2- Constitucionalismo liberal doctrinario, demofobia y asedio a los derechos sociales
Naturalmente, este contractualismo igualitario y la concepción del constitucionalismo y de los derechos a él vinculados encontraron férreas resistencias. El ciclo democrático abierto con la proclamación de la república fue bruscamente interrumpido por el golpe de Estado de julio de 1794 –el mes de Termidor según el calendario republicano– que vino a imponer una nueva manera de entender la Constitución y los derechos.
La Constitución de 1795, en efecto, procuró alejarse de su antecesora en aspectos institucionales y económicos esenciales. Laminó los derechos de participación popular y reforzó el papel de la burguesía y de sus aliados aristocráticos, reintroduciendo el sufragio censitario. Asimismo, se preocupó en blindar el derecho de propiedad privada y en bloquear, consecuentemente, cualquier reivindicación de derechos sociales que pudiera alterar el orden existente.
Esta nueva concepción elitista de la Constitución y de los derechos humanos fue defendida de manera encendida por termidrorianos célebres como Boissy d’Anlgas28 o Lanjuinais29. Para ellos, el constitucionalismo democrático había supuesto una ampliación excesiva, desproporcionada, de los derechos políticos y sociales de las capas populares, esto es, de los artesanos, trabajadores y pobres urbanos y rurales que integraban el llamado “cuarto Estado”. Esta ampliación de los derechos había tornado ingobernable la vida política y económica. De lo que se trataba, por tanto, era de limitar la influencia de estos estratos populares. Y la Constitución podía ser un instrumento para ello.

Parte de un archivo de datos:

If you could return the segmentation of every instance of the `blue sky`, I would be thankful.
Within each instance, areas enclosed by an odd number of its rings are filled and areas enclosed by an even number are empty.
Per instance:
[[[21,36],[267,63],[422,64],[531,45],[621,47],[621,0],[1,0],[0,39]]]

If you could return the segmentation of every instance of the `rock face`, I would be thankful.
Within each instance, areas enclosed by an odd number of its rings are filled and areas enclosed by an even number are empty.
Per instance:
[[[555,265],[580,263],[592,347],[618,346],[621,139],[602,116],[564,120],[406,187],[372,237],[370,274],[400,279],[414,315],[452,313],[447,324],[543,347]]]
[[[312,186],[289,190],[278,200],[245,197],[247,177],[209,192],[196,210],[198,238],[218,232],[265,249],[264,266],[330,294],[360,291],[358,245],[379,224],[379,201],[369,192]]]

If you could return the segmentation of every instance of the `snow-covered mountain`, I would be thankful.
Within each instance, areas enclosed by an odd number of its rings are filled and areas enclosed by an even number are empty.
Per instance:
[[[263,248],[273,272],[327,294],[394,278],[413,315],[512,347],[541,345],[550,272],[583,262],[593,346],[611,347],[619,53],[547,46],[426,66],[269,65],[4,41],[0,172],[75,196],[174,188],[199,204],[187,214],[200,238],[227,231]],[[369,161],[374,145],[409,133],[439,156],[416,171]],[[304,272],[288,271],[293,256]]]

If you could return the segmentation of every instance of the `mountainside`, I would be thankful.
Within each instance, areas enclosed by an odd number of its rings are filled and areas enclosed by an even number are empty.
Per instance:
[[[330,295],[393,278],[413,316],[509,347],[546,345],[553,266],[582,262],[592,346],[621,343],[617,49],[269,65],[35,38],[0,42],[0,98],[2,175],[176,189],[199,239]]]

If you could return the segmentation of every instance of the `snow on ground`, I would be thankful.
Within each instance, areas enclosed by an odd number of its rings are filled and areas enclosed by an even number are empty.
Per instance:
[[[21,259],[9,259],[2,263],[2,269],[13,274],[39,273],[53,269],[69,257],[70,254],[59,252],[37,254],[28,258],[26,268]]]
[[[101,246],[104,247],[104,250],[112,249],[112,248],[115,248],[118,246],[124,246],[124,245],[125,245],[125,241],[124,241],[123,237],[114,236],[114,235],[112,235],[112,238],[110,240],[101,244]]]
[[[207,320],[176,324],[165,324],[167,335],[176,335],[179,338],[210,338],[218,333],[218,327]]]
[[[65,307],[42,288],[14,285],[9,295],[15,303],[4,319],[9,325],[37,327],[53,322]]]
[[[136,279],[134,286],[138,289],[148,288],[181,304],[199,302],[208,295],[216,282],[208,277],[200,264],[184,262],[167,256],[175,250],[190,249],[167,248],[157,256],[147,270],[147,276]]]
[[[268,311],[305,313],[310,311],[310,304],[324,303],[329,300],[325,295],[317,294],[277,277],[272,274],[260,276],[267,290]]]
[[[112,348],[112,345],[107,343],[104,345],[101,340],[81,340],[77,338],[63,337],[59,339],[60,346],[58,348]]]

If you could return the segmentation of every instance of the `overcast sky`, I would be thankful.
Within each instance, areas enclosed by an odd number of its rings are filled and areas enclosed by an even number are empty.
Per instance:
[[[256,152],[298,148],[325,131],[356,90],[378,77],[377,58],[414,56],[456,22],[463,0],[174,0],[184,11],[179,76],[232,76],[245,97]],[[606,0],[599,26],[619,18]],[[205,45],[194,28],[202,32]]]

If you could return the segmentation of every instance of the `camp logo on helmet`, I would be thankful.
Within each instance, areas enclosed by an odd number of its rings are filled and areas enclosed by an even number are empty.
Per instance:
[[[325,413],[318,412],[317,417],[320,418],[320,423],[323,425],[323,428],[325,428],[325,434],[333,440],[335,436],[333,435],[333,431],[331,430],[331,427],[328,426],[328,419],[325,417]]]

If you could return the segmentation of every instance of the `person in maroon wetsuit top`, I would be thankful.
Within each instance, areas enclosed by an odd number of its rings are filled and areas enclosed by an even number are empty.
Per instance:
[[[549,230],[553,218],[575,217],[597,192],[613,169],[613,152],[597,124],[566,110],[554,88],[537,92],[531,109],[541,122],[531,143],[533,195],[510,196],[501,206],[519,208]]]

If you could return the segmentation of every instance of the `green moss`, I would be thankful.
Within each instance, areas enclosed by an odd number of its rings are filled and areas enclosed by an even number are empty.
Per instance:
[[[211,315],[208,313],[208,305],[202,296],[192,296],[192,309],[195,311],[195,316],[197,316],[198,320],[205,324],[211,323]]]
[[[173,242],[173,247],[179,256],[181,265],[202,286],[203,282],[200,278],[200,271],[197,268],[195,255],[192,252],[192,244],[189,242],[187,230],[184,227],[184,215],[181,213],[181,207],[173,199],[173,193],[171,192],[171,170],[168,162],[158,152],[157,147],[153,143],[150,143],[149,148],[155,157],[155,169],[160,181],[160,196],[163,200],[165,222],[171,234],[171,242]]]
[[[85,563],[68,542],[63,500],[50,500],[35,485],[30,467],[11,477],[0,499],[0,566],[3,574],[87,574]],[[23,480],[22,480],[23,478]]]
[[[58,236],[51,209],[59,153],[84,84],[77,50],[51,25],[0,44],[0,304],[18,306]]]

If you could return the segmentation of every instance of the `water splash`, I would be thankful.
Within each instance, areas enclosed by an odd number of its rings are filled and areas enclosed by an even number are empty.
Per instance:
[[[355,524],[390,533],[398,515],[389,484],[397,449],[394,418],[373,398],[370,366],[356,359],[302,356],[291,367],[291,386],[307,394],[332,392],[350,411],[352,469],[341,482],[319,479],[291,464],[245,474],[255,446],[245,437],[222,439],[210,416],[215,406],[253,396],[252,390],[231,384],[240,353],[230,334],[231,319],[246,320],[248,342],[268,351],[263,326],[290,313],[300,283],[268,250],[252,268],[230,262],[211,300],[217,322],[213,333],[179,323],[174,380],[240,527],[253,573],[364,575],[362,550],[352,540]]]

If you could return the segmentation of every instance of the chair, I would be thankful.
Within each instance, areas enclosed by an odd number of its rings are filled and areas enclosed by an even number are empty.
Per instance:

● Tareas escritas
[1] Responde a partir del texto sobre el constitucionalismo termidoriano:
(a) ¿En qué mes y año se produjo el golpe de Estado que interrumpió el ciclo democrático?
(b) Según los termidorianos, ¿en qué había convertido la vida política y económica la ampliación de los derechos?
(c) ¿Quiénes integraban el llamado "cuarto Estado"?
[2] Reproduce del texto sobre el constitucionalismo termidoriano todo lo que va desde "La Constitución de" hasta "el orden existente.".
[3] Enumera todas las medidas que el texto sobre el constitucionalismo termidoriano atribuye a la Constitución de 1795.

● Lista de respuestas
[1]
(a) En julio de 1794, el mes de Termidor según el calendario republicano.
(b) La había tornado ingobernable.
(c) Los artesanos, trabajadores y pobres urbanos y rurales.

[2]
La Constitución de 1795, en efecto, procuró alejarse de su antecesora en aspectos institucionales y económicos esenciales. Laminó los derechos de participación popular y reforzó el papel de la burguesía y de sus aliados aristocráticos, reintroduciendo el sufragio censitario. Asimismo, se preocupó en blindar el derecho de propiedad privada y en bloquear, consecuentemente, cualquier reivindicación de derechos sociales que pudiera alterar el orden existente.

[3]
- Laminó los derechos de participación popular.
- Reforzó el papel de la burguesía y de sus aliados aristocráticos.
- Reintrodujo el sufragio censitario.
- Blindó el derecho de propiedad privada.
- Bloqueó cualquier reivindicación de derechos sociales que pudiera alterar el orden existente.